== EXCERPT PROVIDED ==
· · · · · · ·
SHARING AMERICA'S TECH NEWS FROM THE VALLEY TO THE ALLEY
Data management can be among the most significant challenges CIOs currently face. Cleaning, classifying, mining, and analyzing data is becoming an important capability. Yet many organizations lack the data scientists and analysts they need to help identify and analyze meaningful patterns and trends in their vast data stores. Many studies indicate that demand for professionals with deep analytical skills will likely dramatically outstrip supply.¹
The explosion of data combined with a potential talent shortage has paved the way for a new business entity: the data market. Data markets such as Infochimps, the eponymous DataMarket, and Factual acquire, aggregate, manage, and sell or trade data. Some data markets broker trades of data between organizations. Others provide data management and analysis services to companies in exchange for their data, which they may then resell or trade. One example: a start-up that offers a travel app might source hotel location information from a data market that obtained it directly from the hospitality companies whose data it professionally manages.
“Data markets represent a compelling strategic opportunity, but many CIOs initially have reservations about the model,” says Marcus Shingles, a principal with Deloitte Consulting LLP. Shingles has been studying data markets—including conducting research in collaboration with the Grocery Manufacturers Association—since their inception roughly 2 1/2 years ago.
One of CIOs’ primary concerns is how a third party can obtain and maintain accurate data. But data markets use sophisticated techniques to discover and extract facts from billions of Web-based sources in real time, and then apply artificial intelligence and machine learning techniques to cross-reference and document those sources. As a result, data markets can be highly credible sources of data, according to Shingles.
· · · · · · ·
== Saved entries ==
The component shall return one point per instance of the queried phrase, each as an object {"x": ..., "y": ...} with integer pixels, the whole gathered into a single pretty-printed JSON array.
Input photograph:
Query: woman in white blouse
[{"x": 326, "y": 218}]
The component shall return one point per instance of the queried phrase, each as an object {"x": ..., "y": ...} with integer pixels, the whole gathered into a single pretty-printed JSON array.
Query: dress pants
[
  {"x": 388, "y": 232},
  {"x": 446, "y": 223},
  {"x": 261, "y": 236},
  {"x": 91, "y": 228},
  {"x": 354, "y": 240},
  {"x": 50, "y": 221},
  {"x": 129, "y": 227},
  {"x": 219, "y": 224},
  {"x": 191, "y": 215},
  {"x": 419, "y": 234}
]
· · · · · · ·
From the article on data markets, rewrite the part between "One of CIOs’" and "according to Shingles.", inclusive, and swap "sophisticated" for "advanced".

One of CIOs’ primary concerns is how a third party can obtain and maintain accurate data. But data markets use advanced techniques to discover and extract facts from billions of Web-based sources in real time, and then apply artificial intelligence and machine learning techniques to cross-reference and document those sources. As a result, data markets can be highly credible sources of data, according to Shingles.